─── SOURCE DATA

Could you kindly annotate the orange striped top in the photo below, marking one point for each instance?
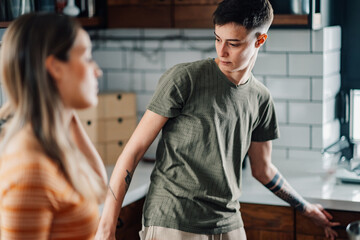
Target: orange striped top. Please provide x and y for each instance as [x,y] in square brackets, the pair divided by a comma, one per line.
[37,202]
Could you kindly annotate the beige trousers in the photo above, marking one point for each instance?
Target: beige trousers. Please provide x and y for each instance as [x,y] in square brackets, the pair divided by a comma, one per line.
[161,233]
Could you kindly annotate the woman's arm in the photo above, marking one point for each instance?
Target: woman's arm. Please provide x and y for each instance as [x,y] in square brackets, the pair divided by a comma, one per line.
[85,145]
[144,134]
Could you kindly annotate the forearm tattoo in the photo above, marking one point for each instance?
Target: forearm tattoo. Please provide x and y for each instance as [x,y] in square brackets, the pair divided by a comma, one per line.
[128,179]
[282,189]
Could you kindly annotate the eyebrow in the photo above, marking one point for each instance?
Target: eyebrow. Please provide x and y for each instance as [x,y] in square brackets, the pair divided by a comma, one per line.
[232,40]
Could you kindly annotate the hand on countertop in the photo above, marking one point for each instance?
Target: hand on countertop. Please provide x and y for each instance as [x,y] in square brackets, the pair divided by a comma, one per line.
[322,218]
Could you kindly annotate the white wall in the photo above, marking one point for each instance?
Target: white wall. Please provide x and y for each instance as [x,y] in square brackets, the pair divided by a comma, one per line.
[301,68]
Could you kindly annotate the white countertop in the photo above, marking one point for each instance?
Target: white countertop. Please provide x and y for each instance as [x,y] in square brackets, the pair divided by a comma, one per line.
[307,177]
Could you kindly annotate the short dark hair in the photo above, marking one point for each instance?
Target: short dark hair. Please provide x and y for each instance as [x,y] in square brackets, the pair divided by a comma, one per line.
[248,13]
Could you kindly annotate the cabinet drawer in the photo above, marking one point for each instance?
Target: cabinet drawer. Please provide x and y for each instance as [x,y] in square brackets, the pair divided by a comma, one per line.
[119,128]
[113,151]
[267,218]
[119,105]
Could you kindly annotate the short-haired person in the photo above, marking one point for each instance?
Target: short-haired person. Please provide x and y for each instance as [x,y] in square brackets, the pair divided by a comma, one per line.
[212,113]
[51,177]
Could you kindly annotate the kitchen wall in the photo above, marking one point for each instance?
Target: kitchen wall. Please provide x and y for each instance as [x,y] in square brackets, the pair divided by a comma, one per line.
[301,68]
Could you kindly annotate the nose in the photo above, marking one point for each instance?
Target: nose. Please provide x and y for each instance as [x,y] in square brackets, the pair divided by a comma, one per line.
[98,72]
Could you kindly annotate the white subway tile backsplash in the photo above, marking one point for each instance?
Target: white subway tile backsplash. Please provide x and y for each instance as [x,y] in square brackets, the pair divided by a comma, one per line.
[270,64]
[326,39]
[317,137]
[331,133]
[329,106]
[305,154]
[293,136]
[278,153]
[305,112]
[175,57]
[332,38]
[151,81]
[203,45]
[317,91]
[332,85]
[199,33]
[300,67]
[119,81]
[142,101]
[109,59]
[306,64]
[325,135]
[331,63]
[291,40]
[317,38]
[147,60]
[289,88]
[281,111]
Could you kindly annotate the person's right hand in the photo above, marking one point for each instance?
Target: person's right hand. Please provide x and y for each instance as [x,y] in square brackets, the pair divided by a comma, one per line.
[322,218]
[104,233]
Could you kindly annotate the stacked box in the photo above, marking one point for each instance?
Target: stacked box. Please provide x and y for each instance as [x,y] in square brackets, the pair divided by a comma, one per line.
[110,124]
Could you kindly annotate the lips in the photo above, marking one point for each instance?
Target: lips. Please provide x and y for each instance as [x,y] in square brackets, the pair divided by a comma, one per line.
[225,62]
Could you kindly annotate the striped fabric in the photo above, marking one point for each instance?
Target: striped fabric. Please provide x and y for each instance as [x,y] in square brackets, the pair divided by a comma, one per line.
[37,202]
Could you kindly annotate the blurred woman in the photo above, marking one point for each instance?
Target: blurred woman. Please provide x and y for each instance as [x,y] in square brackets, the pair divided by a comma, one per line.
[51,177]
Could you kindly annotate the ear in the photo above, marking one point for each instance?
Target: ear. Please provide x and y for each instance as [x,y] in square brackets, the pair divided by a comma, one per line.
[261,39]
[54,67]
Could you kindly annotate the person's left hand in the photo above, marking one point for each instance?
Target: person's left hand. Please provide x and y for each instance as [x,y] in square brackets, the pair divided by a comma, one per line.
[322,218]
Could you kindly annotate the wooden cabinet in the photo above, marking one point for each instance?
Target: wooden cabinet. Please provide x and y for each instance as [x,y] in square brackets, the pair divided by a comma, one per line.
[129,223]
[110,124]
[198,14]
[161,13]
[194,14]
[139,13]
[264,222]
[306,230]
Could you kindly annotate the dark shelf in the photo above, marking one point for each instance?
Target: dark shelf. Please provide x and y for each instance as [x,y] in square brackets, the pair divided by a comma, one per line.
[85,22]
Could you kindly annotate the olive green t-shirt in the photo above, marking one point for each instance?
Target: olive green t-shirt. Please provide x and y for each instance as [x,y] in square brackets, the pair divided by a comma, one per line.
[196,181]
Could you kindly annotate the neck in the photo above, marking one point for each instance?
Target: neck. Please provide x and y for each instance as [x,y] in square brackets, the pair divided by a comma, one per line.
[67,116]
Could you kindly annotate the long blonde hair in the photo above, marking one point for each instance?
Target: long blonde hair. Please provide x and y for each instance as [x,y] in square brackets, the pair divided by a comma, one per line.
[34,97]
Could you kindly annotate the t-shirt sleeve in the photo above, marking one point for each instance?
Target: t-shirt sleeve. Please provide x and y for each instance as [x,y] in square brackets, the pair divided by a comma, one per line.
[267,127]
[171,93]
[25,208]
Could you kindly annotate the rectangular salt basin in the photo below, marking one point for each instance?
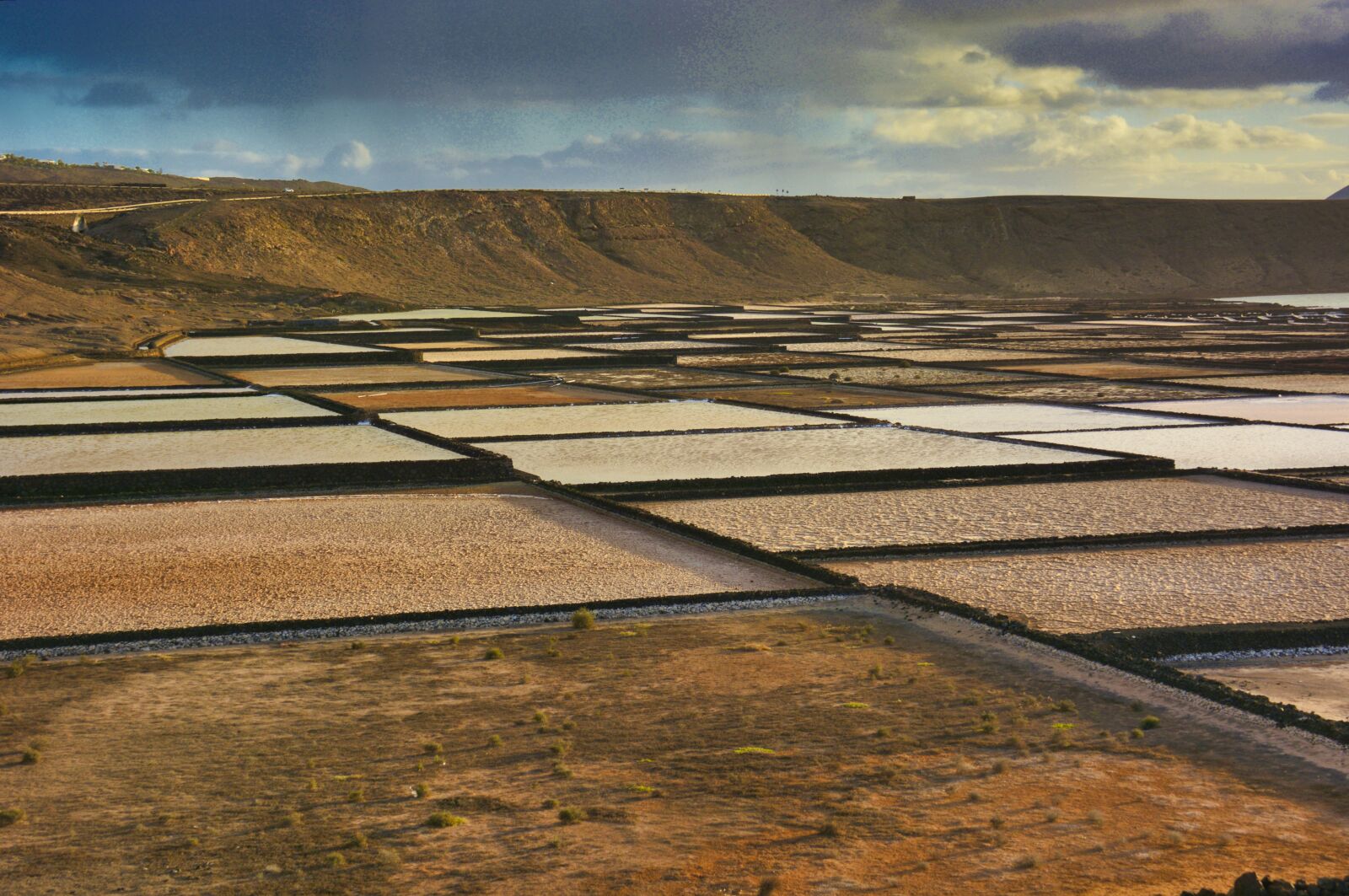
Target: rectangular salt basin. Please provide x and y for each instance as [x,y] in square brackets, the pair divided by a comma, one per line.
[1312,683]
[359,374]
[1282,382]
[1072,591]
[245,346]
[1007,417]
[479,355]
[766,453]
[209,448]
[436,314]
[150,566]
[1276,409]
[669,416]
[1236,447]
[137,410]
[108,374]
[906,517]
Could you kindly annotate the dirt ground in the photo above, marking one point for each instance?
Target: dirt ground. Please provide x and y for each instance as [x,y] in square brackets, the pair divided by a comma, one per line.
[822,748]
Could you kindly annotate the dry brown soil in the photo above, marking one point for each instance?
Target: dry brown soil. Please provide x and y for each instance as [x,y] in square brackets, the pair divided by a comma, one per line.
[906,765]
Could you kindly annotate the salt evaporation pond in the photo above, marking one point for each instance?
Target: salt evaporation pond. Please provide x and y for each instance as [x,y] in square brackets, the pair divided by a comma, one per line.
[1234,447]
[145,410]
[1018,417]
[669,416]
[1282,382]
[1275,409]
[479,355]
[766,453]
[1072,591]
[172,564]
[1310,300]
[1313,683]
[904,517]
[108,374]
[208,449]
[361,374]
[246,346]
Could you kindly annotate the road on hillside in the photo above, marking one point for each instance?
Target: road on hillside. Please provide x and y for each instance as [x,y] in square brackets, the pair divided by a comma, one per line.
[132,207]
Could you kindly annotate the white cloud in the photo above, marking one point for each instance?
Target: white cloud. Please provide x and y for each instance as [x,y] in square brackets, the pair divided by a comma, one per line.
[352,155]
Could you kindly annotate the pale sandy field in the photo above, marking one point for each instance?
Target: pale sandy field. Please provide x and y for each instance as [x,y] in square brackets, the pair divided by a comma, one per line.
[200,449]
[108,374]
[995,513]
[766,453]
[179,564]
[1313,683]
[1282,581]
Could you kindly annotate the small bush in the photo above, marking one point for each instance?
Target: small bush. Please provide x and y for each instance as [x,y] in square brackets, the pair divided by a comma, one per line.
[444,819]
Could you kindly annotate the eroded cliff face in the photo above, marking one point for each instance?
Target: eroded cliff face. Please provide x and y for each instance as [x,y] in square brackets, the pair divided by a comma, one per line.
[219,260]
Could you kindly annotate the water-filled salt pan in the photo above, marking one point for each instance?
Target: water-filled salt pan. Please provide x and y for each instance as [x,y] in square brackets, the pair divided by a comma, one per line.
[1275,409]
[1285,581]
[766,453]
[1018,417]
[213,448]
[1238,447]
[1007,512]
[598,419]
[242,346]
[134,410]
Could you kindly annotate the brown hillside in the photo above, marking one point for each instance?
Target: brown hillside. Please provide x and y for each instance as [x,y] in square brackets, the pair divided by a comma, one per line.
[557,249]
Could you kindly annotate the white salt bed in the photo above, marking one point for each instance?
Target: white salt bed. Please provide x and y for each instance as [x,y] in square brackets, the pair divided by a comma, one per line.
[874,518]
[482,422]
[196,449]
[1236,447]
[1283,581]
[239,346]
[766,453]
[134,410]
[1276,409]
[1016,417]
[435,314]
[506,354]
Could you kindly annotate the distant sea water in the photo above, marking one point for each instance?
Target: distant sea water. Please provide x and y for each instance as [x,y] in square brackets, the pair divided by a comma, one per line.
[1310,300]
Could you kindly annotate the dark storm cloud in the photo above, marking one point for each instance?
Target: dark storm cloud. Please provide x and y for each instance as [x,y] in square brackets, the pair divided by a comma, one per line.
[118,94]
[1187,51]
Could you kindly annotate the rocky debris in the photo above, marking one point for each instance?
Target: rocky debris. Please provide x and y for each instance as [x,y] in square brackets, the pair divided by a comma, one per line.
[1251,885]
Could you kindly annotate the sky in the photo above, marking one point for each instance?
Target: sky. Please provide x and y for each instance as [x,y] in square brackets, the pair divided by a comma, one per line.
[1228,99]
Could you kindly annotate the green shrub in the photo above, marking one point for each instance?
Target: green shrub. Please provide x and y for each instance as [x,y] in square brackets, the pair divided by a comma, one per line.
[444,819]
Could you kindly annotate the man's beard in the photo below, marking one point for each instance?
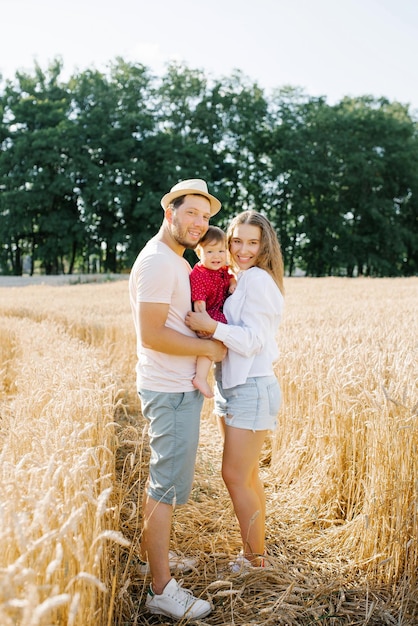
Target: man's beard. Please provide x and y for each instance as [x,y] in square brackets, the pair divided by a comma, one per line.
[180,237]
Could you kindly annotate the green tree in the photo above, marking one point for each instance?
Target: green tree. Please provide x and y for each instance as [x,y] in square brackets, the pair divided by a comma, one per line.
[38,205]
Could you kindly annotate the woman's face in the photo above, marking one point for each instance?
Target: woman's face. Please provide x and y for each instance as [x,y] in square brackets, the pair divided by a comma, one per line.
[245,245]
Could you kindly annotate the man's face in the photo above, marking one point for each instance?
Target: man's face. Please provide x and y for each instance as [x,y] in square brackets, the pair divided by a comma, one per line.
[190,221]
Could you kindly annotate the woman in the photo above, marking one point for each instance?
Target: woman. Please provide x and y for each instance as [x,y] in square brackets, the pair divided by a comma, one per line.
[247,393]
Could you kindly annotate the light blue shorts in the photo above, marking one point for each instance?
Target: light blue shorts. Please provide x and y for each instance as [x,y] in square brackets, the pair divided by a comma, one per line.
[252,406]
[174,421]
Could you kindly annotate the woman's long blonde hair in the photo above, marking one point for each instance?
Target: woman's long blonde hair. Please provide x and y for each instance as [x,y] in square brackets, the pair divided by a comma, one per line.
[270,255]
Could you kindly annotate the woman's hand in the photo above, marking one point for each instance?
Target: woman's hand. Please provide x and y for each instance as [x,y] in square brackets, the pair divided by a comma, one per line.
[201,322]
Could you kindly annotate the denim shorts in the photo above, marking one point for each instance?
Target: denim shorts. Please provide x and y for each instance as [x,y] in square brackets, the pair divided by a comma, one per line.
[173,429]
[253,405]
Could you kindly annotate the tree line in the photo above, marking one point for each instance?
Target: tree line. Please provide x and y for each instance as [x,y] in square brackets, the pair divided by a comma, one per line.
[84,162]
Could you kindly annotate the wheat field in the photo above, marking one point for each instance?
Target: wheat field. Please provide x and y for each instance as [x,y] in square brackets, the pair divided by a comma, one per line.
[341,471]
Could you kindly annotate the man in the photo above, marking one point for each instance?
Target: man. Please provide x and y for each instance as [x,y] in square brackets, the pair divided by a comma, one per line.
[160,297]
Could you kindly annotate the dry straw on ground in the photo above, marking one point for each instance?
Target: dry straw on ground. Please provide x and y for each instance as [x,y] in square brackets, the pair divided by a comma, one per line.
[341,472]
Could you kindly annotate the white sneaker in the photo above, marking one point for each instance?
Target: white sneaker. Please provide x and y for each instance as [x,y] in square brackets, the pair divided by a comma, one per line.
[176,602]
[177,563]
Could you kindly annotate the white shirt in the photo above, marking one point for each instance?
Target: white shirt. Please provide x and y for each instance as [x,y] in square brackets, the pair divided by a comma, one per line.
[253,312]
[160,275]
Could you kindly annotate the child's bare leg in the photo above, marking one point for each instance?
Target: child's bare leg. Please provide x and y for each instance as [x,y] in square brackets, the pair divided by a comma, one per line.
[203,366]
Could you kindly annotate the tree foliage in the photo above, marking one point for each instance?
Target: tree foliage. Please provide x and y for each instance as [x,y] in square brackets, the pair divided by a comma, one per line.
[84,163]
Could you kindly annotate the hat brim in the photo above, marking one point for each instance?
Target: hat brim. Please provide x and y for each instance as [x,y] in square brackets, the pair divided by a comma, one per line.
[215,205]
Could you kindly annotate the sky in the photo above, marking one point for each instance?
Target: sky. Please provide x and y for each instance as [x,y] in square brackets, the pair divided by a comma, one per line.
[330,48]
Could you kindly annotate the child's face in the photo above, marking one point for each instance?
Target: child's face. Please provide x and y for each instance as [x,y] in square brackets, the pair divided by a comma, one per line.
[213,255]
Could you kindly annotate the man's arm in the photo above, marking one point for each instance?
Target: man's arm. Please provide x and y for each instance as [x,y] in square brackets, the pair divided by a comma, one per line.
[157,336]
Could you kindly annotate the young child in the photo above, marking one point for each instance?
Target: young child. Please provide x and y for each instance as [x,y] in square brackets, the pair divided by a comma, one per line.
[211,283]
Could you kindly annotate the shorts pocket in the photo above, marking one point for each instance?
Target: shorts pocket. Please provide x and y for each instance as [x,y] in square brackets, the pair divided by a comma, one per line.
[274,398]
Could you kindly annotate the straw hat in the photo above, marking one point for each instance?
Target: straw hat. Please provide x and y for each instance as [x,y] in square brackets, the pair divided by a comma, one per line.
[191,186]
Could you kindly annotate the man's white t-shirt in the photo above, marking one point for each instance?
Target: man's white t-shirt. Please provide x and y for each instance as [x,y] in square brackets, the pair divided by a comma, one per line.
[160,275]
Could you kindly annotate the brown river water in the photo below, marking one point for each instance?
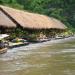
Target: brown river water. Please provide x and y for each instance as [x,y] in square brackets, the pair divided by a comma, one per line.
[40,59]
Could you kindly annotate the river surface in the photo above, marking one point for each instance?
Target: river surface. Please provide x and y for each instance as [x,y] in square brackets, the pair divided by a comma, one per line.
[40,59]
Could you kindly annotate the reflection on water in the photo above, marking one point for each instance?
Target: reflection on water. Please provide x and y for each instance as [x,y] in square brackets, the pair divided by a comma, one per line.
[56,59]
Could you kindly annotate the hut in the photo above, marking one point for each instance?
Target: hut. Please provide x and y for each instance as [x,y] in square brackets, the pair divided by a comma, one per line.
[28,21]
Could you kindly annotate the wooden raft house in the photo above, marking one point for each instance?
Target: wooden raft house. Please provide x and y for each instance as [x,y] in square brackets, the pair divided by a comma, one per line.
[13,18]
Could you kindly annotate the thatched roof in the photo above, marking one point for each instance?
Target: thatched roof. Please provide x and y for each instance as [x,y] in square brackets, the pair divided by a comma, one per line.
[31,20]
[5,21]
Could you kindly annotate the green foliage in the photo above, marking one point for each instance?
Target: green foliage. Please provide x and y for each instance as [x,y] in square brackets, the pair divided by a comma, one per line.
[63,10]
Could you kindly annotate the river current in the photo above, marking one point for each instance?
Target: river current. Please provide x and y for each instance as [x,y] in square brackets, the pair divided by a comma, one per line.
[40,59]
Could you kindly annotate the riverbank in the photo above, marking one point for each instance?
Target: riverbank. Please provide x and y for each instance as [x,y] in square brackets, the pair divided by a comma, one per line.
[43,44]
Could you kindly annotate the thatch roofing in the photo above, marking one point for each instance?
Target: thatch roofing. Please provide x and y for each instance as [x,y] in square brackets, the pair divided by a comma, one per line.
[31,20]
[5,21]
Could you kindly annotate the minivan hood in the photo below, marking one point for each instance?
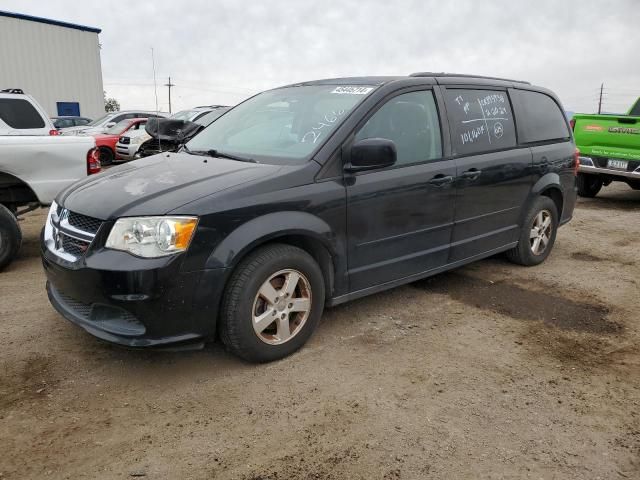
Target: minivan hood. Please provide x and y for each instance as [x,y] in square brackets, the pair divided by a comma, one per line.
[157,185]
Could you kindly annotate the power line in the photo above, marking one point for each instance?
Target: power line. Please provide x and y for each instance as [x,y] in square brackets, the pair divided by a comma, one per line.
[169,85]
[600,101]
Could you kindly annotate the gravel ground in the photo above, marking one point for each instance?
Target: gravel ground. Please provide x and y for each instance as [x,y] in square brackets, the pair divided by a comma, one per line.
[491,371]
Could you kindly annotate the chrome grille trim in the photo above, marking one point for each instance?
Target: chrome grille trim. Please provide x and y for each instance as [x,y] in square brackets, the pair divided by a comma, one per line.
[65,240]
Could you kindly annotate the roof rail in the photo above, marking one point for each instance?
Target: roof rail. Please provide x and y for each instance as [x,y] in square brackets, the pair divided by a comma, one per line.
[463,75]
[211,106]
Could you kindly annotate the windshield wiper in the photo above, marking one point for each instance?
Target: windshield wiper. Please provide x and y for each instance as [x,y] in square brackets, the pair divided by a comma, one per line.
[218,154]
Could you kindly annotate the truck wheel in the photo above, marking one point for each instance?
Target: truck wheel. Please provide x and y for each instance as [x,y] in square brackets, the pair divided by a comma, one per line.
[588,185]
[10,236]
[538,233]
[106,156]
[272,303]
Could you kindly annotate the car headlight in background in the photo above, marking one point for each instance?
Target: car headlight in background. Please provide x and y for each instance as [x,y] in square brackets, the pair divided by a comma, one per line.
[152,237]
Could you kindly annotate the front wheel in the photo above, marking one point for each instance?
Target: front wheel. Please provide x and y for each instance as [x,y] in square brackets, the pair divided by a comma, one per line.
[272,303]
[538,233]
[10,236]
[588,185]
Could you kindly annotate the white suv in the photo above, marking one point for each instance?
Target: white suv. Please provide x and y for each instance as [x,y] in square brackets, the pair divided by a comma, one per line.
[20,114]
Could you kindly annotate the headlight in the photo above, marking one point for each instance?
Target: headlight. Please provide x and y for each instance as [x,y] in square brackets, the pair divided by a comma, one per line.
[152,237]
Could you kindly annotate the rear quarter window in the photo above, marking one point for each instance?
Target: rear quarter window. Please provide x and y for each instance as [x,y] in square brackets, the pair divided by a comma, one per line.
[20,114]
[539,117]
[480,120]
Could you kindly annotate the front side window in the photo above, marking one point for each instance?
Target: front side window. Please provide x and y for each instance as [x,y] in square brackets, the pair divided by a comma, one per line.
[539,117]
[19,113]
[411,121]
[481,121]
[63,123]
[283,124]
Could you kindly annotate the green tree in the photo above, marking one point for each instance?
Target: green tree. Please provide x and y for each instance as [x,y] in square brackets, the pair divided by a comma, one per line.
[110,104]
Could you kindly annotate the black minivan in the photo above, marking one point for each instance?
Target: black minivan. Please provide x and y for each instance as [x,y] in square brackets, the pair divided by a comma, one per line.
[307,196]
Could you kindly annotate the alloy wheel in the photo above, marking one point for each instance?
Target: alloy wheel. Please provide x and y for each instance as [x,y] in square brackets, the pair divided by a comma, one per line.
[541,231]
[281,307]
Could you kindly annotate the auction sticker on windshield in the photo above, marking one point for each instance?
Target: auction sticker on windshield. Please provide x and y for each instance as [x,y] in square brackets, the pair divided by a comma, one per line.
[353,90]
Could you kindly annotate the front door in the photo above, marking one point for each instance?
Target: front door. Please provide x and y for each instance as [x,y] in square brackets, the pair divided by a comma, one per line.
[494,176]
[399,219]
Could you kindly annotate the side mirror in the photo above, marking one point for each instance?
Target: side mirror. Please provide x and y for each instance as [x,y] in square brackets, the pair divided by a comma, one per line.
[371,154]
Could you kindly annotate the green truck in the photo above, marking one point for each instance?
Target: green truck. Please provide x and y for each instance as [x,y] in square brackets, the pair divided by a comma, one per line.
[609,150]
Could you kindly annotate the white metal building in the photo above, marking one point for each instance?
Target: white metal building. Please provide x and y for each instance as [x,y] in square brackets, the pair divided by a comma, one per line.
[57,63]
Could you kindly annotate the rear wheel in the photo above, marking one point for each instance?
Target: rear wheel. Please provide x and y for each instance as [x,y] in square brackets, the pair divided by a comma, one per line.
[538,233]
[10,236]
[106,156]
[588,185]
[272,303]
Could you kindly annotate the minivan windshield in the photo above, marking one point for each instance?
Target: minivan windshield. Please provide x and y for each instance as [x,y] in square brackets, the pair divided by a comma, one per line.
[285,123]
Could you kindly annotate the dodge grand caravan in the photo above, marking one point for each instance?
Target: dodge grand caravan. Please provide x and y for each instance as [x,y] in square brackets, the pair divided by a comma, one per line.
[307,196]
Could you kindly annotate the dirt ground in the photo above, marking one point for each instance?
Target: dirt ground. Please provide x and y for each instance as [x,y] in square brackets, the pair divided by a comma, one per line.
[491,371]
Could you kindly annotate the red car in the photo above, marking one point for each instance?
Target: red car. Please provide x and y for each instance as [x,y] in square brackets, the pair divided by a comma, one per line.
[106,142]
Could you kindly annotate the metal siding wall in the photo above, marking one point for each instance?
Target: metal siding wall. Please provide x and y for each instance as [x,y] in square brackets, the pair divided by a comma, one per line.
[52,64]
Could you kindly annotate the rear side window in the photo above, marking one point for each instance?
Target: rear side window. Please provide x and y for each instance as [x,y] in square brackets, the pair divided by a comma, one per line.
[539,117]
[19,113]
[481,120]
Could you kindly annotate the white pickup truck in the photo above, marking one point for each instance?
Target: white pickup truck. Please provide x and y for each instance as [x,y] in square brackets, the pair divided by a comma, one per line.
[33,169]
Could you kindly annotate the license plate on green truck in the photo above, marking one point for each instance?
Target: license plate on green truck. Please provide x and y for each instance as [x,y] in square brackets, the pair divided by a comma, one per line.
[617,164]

──────

### PROMPT
Set down the line that contains "Could you kindly annotate the license" exactly. Do the same for each later line of the data, through the end, and add nothing.

### ANSWER SECTION
Could you kindly annotate the license plate on green truck in the photo above, marking one point for each instance?
Target: license plate on green truck. Please provide x and y for each instance as [x,y] in square brackets, the pair divided by a comma, one per line.
[617,164]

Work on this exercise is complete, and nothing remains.